» Task objective
Please report how many lines of the data include the word "painting", with the number as the entire reply.

(Collected data entries)
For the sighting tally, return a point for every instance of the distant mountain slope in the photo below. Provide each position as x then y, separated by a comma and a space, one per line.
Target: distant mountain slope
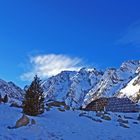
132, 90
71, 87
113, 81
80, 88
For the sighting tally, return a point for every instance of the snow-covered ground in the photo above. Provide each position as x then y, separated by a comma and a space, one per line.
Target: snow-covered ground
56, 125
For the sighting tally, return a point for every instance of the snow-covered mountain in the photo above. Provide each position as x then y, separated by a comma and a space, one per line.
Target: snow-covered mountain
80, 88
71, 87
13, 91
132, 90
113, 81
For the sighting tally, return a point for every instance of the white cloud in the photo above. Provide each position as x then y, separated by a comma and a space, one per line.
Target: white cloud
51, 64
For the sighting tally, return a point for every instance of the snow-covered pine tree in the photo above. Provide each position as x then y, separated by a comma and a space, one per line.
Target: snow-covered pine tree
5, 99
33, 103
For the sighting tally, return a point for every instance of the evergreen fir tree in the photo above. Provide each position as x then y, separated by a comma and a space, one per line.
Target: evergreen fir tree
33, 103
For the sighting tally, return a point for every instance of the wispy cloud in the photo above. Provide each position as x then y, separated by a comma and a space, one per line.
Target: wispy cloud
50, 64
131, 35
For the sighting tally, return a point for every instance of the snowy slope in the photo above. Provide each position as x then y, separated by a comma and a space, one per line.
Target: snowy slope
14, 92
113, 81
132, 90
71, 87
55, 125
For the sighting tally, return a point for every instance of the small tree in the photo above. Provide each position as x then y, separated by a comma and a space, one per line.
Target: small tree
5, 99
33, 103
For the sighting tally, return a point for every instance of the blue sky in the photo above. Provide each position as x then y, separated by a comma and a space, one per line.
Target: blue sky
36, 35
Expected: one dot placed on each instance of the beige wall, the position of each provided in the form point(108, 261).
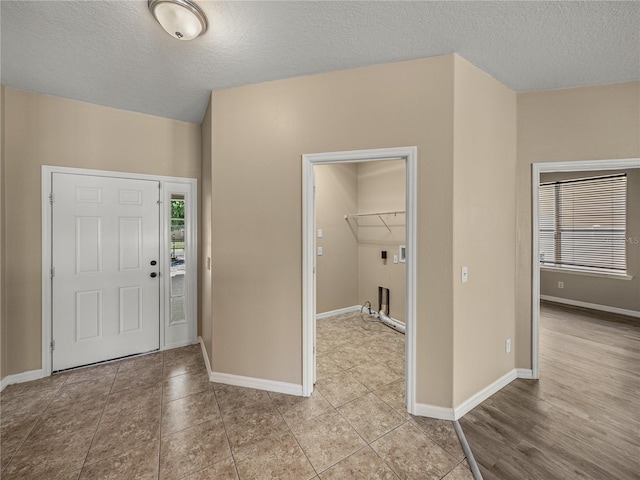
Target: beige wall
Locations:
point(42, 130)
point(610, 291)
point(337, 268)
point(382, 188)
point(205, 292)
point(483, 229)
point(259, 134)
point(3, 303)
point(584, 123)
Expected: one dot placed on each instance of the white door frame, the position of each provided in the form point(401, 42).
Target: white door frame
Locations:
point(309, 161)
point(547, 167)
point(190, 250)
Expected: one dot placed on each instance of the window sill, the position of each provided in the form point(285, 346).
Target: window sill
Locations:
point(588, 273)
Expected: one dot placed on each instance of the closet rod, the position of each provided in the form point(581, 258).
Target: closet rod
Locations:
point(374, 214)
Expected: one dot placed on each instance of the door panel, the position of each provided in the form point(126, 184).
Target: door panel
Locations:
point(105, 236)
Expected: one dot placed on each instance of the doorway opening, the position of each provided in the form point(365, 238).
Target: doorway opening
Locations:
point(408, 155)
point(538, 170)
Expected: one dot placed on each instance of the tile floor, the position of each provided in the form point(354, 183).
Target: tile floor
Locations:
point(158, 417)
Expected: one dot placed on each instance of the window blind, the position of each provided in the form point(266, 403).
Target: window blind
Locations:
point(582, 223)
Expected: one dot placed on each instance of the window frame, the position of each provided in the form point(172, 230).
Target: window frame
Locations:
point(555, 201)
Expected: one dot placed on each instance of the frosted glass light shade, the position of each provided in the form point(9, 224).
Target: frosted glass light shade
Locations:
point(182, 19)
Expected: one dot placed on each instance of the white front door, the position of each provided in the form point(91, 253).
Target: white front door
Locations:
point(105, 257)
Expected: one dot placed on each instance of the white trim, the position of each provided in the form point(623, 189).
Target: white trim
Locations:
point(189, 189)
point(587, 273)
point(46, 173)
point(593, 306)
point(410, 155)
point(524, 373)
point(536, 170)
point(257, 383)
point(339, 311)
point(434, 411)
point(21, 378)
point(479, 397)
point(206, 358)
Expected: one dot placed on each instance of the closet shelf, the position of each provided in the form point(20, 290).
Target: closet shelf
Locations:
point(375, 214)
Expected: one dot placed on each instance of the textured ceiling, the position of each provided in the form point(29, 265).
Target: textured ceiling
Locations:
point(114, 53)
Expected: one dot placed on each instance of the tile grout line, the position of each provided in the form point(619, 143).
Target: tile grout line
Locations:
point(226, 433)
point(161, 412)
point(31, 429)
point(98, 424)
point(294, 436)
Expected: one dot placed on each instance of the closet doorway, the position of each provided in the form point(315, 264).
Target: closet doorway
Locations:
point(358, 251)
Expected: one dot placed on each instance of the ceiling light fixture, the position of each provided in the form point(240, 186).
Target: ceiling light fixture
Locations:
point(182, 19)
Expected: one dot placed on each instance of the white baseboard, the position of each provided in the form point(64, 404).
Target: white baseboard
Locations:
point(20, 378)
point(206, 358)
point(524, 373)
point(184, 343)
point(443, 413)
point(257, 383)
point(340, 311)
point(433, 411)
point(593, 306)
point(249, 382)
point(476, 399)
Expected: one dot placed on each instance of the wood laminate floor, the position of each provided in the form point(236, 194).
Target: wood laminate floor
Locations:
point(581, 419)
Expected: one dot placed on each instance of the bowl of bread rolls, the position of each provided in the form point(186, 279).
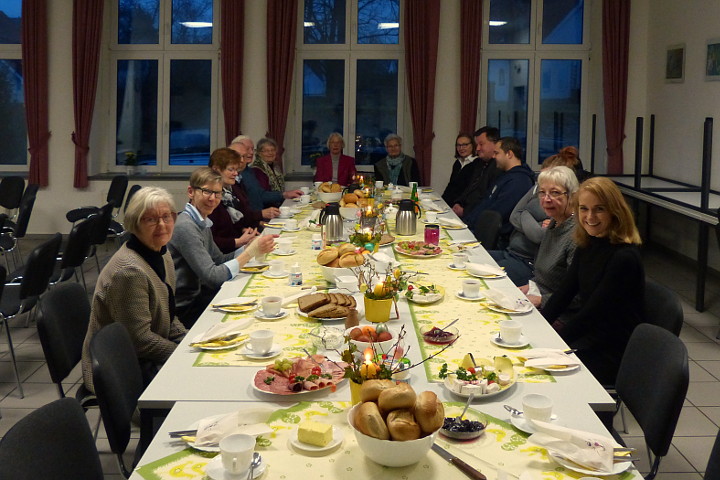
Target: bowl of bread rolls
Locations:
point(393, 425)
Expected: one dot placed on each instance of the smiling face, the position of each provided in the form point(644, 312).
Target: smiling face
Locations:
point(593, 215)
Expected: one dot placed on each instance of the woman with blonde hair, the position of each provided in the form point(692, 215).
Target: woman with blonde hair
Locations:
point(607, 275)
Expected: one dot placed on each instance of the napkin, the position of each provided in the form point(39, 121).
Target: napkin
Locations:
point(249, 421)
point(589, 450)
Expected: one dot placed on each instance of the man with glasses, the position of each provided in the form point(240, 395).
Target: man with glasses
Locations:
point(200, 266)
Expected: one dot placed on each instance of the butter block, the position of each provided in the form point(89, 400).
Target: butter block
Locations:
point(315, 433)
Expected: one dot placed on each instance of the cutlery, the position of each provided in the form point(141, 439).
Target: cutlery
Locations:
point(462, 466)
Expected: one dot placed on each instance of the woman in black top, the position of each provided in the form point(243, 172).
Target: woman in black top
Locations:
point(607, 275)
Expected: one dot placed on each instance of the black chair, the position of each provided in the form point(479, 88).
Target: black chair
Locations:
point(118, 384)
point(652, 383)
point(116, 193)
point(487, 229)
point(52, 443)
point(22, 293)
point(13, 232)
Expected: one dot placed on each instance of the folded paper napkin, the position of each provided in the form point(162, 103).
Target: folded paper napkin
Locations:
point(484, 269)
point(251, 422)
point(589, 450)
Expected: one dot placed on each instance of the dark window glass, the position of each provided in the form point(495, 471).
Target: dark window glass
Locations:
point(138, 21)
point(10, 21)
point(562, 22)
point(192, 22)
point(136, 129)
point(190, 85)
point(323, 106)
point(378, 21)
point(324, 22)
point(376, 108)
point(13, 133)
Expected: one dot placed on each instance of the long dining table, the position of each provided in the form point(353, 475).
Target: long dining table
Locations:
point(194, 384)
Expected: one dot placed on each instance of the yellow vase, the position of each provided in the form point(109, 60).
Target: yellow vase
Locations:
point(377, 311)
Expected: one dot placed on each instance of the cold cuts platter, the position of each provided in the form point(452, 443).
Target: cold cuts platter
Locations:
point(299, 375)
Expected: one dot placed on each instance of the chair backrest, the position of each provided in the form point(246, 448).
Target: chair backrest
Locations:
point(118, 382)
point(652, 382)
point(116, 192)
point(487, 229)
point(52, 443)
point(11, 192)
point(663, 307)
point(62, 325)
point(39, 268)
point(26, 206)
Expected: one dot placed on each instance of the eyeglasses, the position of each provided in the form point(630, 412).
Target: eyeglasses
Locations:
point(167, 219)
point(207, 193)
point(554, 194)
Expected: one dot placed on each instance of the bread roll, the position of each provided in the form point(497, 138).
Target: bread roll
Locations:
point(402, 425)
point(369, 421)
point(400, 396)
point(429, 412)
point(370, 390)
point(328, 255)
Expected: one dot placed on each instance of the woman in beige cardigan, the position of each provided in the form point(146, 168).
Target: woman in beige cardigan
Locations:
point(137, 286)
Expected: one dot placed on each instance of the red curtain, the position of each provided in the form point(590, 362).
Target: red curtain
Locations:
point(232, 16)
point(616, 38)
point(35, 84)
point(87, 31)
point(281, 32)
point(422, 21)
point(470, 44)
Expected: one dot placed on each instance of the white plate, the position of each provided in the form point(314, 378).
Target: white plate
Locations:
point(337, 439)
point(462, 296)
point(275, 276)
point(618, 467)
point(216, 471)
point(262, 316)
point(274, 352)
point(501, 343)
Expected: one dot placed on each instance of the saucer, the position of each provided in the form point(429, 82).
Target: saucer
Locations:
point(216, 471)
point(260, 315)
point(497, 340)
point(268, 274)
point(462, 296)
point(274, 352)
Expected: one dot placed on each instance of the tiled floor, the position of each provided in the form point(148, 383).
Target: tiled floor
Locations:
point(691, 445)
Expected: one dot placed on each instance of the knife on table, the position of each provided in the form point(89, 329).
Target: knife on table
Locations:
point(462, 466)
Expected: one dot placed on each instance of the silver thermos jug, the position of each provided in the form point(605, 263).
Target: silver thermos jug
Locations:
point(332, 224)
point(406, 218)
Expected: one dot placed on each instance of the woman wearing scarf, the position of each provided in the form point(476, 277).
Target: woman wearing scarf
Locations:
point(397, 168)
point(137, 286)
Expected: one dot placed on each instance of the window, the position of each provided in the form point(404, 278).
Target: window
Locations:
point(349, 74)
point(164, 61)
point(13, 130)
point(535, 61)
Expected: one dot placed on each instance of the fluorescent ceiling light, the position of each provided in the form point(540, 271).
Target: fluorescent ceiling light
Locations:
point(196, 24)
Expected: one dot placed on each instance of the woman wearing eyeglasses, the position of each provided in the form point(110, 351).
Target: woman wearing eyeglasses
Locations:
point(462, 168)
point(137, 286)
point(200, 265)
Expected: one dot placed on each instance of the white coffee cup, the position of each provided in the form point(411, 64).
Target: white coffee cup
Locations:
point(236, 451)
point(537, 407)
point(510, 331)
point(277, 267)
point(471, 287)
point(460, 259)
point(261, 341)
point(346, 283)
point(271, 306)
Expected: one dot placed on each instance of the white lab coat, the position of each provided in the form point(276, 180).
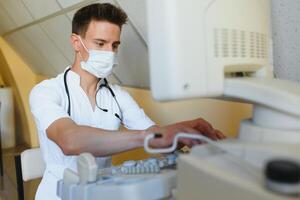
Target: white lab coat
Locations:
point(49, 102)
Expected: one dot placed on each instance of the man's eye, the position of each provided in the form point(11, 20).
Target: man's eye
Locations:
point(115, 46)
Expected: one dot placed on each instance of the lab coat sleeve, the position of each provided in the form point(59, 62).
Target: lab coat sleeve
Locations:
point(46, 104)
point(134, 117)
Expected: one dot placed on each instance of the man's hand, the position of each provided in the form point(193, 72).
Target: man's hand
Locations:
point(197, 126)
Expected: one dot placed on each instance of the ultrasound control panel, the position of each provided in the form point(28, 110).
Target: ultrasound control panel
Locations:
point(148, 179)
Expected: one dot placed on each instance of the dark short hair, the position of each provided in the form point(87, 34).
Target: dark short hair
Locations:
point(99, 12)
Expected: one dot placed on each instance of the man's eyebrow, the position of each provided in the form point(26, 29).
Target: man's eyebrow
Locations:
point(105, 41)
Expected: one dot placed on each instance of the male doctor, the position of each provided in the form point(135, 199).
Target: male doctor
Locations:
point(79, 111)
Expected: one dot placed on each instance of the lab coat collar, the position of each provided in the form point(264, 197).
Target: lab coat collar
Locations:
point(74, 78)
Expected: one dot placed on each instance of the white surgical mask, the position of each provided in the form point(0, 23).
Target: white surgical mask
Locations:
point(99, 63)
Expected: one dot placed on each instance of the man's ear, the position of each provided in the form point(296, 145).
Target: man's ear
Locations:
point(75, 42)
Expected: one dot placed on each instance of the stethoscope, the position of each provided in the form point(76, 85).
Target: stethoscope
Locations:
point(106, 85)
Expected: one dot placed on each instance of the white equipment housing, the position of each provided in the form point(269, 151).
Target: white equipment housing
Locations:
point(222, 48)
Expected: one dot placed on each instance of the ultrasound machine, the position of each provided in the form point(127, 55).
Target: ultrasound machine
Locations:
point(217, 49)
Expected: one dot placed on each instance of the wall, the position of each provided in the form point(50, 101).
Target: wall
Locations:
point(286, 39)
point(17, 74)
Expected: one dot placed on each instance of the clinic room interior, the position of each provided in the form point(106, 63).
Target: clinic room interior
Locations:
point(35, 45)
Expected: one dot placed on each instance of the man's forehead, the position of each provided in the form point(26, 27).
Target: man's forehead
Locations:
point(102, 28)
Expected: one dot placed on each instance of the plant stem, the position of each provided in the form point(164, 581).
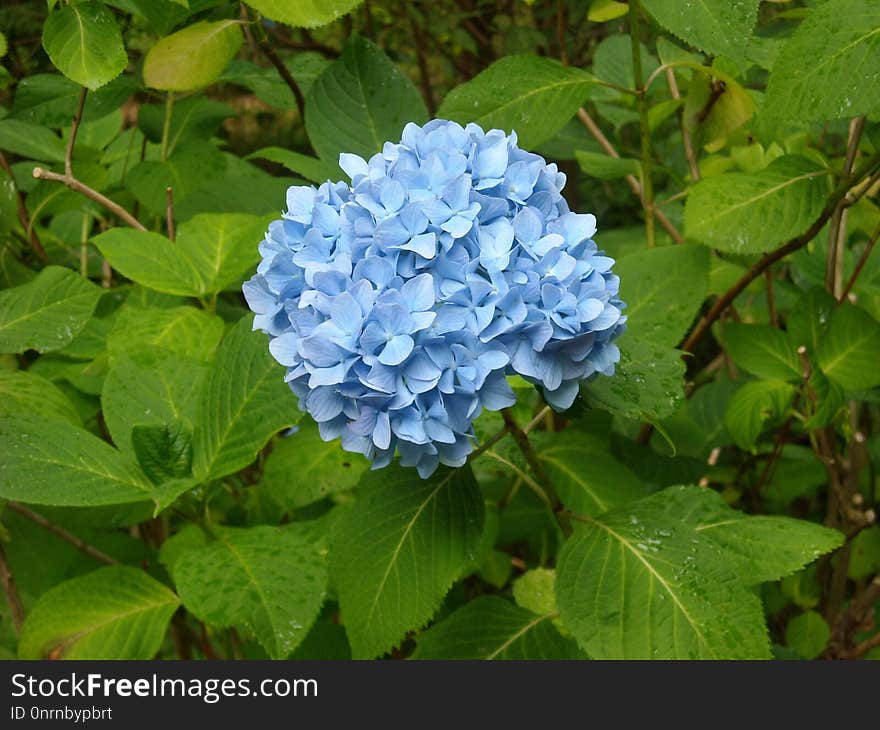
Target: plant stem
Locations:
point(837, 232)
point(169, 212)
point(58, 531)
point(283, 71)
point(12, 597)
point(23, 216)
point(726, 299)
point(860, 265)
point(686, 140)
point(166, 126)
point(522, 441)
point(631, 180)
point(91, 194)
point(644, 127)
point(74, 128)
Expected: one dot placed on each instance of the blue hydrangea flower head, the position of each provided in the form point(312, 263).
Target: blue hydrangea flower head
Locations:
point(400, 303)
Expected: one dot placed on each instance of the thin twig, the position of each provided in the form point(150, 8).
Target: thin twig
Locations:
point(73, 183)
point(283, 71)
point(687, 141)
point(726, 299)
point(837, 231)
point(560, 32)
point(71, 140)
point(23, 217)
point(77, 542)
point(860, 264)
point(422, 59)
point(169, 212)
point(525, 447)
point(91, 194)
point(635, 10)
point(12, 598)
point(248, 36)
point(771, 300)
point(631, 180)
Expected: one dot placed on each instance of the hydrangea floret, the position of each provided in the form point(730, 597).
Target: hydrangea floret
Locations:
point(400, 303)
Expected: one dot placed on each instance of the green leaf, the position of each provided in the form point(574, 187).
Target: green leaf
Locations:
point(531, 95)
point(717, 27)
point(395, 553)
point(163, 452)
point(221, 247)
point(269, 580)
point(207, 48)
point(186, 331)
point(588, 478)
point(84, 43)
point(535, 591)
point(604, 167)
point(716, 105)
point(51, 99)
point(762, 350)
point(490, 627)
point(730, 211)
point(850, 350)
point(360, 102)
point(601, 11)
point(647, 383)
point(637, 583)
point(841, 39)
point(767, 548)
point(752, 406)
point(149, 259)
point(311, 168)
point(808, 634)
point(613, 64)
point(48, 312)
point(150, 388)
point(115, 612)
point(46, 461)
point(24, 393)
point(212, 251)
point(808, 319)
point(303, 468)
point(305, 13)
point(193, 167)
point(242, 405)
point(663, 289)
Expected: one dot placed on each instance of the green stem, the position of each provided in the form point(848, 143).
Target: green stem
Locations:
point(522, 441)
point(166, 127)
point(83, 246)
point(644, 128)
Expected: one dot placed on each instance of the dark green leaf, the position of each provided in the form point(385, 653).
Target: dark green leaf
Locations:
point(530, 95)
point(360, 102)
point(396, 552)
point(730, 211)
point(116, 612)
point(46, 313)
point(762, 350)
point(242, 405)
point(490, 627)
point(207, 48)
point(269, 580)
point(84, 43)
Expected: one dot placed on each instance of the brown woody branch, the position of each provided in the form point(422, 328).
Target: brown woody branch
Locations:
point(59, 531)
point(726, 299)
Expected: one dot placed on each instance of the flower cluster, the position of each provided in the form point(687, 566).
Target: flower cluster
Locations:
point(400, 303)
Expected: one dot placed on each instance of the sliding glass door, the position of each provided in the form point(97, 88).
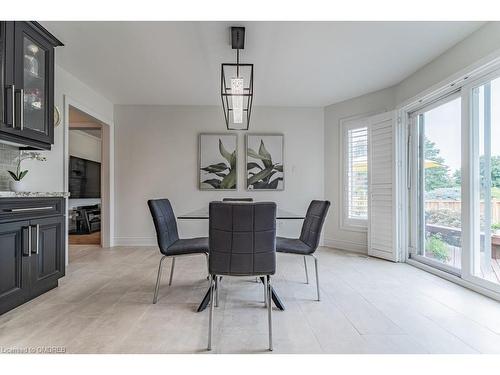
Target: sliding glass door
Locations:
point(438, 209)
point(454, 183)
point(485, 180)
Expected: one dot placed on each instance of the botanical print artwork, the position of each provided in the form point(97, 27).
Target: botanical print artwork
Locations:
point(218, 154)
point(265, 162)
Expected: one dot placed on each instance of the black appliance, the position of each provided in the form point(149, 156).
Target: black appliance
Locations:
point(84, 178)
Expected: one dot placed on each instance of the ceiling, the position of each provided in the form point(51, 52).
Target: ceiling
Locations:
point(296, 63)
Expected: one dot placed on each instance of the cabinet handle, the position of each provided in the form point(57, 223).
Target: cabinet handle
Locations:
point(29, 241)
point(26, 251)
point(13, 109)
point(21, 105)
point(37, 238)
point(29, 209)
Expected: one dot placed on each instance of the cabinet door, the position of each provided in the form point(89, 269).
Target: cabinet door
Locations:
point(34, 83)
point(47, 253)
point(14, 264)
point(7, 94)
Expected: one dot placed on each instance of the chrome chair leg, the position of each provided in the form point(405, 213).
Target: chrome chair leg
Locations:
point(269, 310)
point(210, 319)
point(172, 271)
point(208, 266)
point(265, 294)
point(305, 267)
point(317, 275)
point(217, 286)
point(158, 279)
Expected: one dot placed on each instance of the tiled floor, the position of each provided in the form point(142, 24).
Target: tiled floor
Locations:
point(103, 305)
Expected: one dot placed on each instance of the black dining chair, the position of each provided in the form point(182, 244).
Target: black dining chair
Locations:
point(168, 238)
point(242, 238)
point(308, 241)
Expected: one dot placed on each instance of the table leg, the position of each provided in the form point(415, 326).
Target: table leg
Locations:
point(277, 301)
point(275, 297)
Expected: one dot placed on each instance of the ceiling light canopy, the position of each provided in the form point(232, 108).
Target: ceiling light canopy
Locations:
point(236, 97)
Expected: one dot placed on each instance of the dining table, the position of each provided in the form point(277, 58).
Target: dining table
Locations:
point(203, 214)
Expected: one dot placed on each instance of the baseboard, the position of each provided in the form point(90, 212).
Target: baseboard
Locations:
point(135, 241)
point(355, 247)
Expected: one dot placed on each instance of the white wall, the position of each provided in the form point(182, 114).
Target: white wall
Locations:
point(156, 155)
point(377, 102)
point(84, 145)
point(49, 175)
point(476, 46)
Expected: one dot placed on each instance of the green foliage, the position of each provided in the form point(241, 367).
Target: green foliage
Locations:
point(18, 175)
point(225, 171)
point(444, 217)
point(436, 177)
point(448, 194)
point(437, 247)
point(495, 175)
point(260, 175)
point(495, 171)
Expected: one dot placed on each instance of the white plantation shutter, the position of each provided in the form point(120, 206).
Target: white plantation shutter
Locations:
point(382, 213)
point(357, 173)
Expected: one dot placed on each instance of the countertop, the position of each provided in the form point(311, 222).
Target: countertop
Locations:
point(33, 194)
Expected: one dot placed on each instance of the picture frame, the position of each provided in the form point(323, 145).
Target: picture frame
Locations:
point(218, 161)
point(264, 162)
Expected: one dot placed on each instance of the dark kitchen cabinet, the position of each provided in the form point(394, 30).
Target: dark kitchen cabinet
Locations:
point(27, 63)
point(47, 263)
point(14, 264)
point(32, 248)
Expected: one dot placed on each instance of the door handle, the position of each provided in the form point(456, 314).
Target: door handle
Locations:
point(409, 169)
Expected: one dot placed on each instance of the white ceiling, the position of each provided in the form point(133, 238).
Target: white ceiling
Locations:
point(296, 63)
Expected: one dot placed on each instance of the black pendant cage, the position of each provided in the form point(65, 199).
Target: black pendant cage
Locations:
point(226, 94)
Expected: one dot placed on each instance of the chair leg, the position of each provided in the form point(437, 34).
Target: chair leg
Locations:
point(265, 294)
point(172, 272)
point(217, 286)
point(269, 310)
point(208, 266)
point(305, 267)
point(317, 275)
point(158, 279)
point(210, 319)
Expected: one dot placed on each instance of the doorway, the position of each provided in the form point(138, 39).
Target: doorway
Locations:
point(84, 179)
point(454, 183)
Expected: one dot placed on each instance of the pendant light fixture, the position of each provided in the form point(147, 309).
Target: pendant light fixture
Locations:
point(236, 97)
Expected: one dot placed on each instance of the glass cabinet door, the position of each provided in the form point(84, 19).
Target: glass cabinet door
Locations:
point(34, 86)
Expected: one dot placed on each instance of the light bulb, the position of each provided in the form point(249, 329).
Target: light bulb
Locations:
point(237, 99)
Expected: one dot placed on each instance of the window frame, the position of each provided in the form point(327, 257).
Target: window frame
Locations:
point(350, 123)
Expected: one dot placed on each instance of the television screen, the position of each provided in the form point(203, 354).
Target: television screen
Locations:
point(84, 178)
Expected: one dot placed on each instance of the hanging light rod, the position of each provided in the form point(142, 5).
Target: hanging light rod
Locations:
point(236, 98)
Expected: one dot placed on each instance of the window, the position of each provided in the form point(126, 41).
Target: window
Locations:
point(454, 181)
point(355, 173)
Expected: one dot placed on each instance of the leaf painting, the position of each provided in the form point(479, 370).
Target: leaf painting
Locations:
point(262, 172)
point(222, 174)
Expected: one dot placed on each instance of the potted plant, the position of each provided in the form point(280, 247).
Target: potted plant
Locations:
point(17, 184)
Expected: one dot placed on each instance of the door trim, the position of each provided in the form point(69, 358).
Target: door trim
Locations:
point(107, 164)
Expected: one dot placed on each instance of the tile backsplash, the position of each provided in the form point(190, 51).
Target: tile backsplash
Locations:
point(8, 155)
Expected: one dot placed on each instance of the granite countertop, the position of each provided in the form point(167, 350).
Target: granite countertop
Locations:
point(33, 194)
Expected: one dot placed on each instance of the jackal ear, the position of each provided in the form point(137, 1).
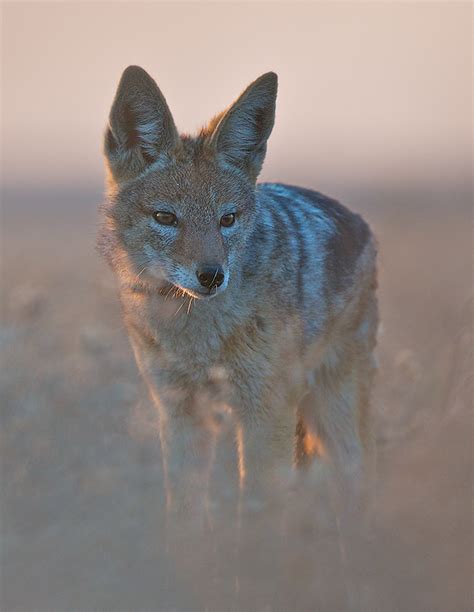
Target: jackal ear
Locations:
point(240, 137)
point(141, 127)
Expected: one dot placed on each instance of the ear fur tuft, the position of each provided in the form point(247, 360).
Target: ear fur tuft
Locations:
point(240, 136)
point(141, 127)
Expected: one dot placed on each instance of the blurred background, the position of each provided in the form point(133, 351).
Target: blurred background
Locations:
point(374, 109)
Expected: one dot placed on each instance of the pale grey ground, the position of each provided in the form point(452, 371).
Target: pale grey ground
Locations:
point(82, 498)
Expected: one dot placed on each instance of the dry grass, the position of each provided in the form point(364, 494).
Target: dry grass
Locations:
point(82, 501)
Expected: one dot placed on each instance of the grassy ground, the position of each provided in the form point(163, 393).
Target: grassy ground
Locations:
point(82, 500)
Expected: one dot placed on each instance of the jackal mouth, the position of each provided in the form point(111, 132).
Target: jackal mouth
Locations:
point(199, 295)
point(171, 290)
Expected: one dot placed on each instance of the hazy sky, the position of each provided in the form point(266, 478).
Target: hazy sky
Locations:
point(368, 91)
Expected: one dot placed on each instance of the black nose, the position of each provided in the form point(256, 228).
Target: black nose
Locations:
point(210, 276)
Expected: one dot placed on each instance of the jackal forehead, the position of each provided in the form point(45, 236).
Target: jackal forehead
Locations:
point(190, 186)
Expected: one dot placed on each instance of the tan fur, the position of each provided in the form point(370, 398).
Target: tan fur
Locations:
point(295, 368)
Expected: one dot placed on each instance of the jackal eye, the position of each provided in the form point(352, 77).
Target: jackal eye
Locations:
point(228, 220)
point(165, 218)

» Response
2